_Your assignment_
Print out every line of the material exactly. Include no pictures.

_Source material_
▬▬▬▬▬▬
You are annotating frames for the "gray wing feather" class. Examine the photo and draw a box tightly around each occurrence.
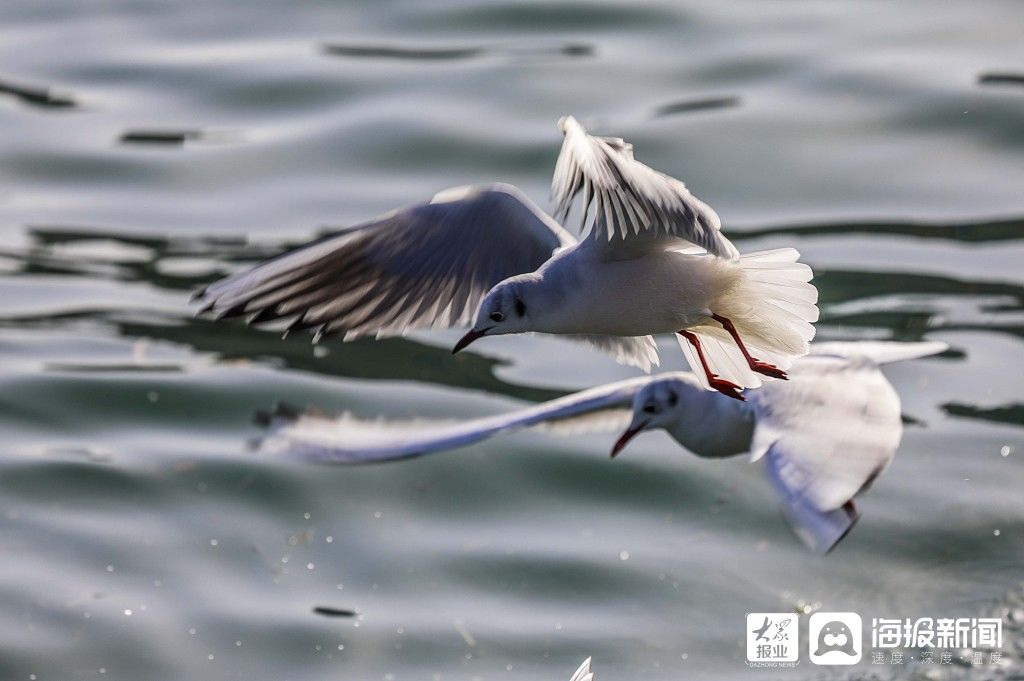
[194,184,574,341]
[552,116,738,259]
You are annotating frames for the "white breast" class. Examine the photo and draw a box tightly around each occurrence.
[533,248,737,336]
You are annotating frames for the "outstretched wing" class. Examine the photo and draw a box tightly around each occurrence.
[257,377,650,464]
[194,184,575,342]
[552,116,738,258]
[748,353,902,513]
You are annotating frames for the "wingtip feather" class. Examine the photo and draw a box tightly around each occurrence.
[569,656,594,681]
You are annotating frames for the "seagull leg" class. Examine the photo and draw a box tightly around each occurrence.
[710,313,788,380]
[677,330,745,401]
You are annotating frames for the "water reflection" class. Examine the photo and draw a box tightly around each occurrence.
[978,72,1024,88]
[739,216,1024,245]
[321,43,485,61]
[652,95,740,119]
[119,130,206,146]
[320,41,596,61]
[0,77,77,108]
[942,402,1024,429]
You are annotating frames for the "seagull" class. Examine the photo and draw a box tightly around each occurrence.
[255,341,947,553]
[194,116,818,399]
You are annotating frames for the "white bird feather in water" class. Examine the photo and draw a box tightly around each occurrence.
[194,116,818,398]
[256,342,948,554]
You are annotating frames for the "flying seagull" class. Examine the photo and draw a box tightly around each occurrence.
[256,341,947,554]
[194,116,818,398]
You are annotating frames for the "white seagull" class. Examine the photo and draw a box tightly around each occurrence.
[256,341,948,554]
[195,116,818,399]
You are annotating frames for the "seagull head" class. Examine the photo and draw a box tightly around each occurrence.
[452,280,533,354]
[612,374,755,459]
[611,379,686,458]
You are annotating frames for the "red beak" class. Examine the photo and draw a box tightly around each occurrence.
[610,420,649,458]
[452,327,489,354]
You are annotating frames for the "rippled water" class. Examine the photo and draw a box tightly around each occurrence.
[1,2,1023,680]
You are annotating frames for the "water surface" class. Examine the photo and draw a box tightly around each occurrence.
[1,2,1023,680]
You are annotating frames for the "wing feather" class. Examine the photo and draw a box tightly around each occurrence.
[748,354,902,511]
[569,658,594,681]
[565,334,660,373]
[257,378,650,464]
[553,116,738,258]
[195,184,575,341]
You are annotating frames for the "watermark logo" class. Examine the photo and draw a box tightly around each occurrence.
[809,612,862,665]
[869,617,1004,665]
[871,617,1002,649]
[746,613,798,666]
[743,611,1004,669]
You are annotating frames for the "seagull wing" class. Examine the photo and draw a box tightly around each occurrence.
[748,353,903,514]
[569,658,594,681]
[194,184,575,341]
[257,378,649,464]
[552,115,738,258]
[763,446,860,555]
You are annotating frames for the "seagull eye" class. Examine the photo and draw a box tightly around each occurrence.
[489,311,504,322]
[514,299,526,317]
[667,392,678,407]
[642,403,658,414]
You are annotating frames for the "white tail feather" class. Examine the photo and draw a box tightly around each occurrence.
[677,248,819,391]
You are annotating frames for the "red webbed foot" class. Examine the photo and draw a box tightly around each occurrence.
[709,375,745,401]
[750,360,788,380]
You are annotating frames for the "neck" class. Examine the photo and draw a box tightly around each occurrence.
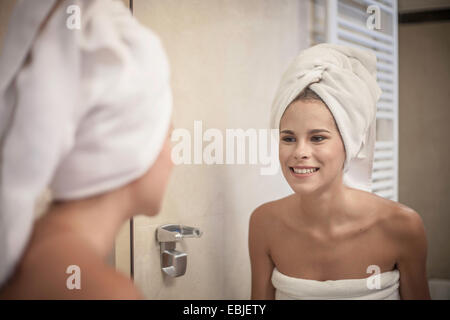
▬▬▬▬▬▬
_Written reply_
You are annotating frames for the "gray wing feather" class. Examine the photo and draw a box tightly around each occurrence.
[194,184,574,341]
[552,116,738,259]
You are annotating frames for the "white breast" class. Examine the photo and draw a box tightly around each occurrence.
[533,248,737,336]
You are annotating frames for the "outstretched wing" class. Examine the photo and draw a box tightly around each occurrence.
[257,377,650,464]
[194,184,575,342]
[552,116,738,258]
[748,353,902,513]
You are annotating frames for the "wingtip feather" class. Examine the photo and draw a box tightly around each occurrence.
[569,656,594,681]
You are annotating frames for the "seagull leg" class. Examine the photo and draw a box tightly around each occurrence.
[710,313,788,380]
[677,330,745,401]
You are annotating frames for the "water reflection" class. Examine the photo and draw a box tightly around each occurrence.
[978,72,1024,88]
[739,216,1024,245]
[321,43,485,61]
[652,95,740,119]
[119,130,206,146]
[320,41,596,61]
[0,77,77,108]
[942,402,1024,429]
You are annotating frames for the "seagull" class. Examine the photo and draw a box tightly around each occurrence.
[255,341,947,553]
[194,116,818,399]
You are annotating frames for the "white bird feather in water" class. Examine the photo and draw a box tightly around each occurrence.
[194,116,818,398]
[256,342,948,554]
You are annotating frames for the "flying seagull" class. Examine the photo and draw a box tightly around each occurrence.
[256,341,947,554]
[194,116,818,398]
You are annotating frames for the "white seagull" class. Examine the photo and draw a box tightly around each occurrence.
[256,341,948,554]
[195,116,818,399]
You are annotating frames for the "seagull head" class. Examine the photo and draw a box tightly around each occurrence.
[452,280,533,354]
[612,374,755,459]
[611,379,686,458]
You are annotating frames for the "red beak" class. Examine the photo and draw a box tightly around each occurrence.
[610,420,649,458]
[452,327,489,354]
You are annotating frames for the "rippled water" class. Examine the photo and draw a box tightly around each occurrence.
[1,2,1023,680]
You are annotating frames for the "water surface" class. Examine the photo and draw a box tightly around each occurrence.
[1,2,1023,680]
You are annotating frames for the "wing feather" class. Examine the photo and draw a box tightly around each occurrence.
[748,354,902,511]
[569,658,594,681]
[565,334,660,373]
[257,378,650,464]
[553,116,738,258]
[195,184,575,341]
You are annotating frames for the "watermark logo" class. Examine the photo and draw a box tightly around each occurrence.
[809,612,862,665]
[869,617,1004,665]
[871,617,1002,649]
[746,613,798,666]
[743,611,1004,669]
You are annotating frames for the "seagull wing" class. Examine the photo and draw a box tightly around each occurrence.
[748,353,903,514]
[569,658,594,681]
[194,184,575,341]
[257,378,649,464]
[552,115,738,258]
[763,446,860,555]
You are annotating frames for the "seagull eye" class. Examine the photo and draw a box tightly around each occurrence.
[489,311,504,322]
[514,299,526,317]
[667,392,678,407]
[642,403,658,414]
You are annotating frames for the "white tail feather" class. Examine the photo and draw a box tightly around each occurrence.
[677,248,819,391]
You are annotating frames for the "red webbed foot" class. Examine the photo and draw a box tightly around each occurrence.
[709,375,745,401]
[750,360,788,380]
You are annotating frames for the "neck" class. Examine the photo and draw a box tightly around each occurrence.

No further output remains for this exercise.